PROBLEM
Swap "blurred" for "hazy" in the data from its first line up to and including the line with "x=80, y=412", keeping everything else unchanged. Leave the pictures out of your answer.

- - - -

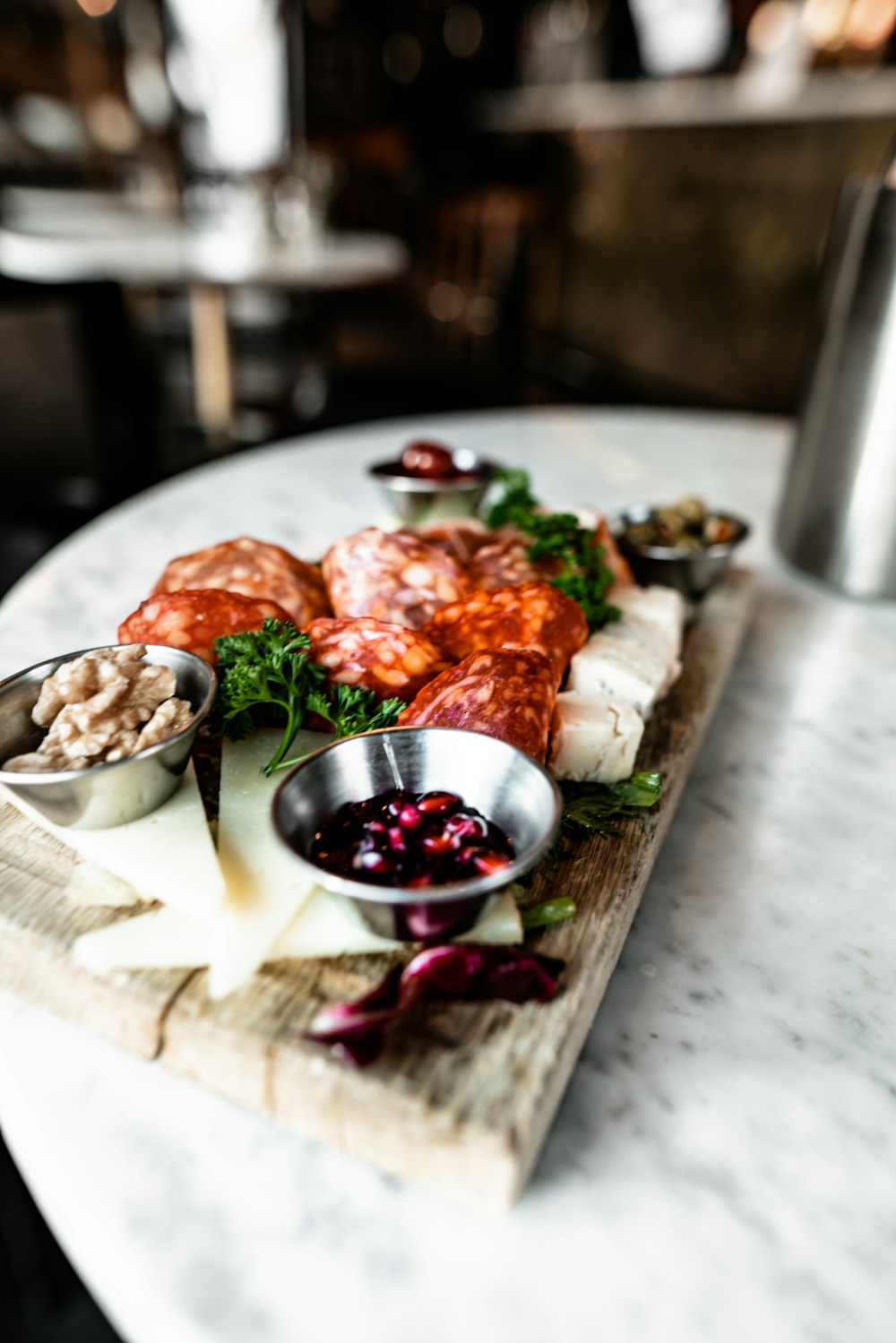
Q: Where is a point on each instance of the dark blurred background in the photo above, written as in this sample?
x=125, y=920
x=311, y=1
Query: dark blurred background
x=226, y=222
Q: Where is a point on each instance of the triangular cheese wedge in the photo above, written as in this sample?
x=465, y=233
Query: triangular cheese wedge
x=166, y=856
x=265, y=884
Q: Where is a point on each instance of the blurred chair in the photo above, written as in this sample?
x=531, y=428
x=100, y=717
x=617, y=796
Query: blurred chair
x=80, y=412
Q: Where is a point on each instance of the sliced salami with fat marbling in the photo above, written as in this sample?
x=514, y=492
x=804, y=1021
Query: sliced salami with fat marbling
x=392, y=576
x=255, y=570
x=504, y=693
x=390, y=659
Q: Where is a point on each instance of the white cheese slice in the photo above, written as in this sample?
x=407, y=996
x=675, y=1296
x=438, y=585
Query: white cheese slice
x=91, y=885
x=595, y=739
x=327, y=925
x=659, y=607
x=265, y=884
x=167, y=856
x=627, y=661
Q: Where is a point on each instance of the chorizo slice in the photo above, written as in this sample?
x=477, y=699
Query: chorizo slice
x=194, y=618
x=505, y=693
x=460, y=538
x=390, y=659
x=533, y=616
x=613, y=556
x=504, y=562
x=254, y=568
x=392, y=576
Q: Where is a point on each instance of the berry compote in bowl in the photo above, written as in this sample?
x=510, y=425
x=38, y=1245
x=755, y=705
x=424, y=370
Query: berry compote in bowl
x=418, y=826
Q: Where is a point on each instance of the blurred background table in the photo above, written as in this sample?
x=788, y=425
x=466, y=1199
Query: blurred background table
x=724, y=1162
x=77, y=237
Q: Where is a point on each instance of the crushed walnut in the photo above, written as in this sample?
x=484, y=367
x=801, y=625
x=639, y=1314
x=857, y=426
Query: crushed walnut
x=104, y=707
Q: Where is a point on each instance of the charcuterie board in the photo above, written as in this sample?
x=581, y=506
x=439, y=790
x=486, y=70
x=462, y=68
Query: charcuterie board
x=462, y=1101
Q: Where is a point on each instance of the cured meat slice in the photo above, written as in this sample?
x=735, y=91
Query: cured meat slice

- - - -

OUTPUT FOR THIS TASK
Q: Where is a point on each instance of the dark hazy background in the photo above, written as in this sample?
x=125, y=920
x=311, y=1
Query: dark hazy background
x=226, y=222
Q: Where is a point on each instance of the triangular cheese wedge in the photo above, written as in this sample?
x=465, y=233
Query: triangular cheese wedge
x=166, y=856
x=265, y=884
Q: Where is a point on each instance of the hazy chair in the photo above, written as in this sample?
x=531, y=428
x=100, y=717
x=617, y=796
Query: hazy chair
x=80, y=412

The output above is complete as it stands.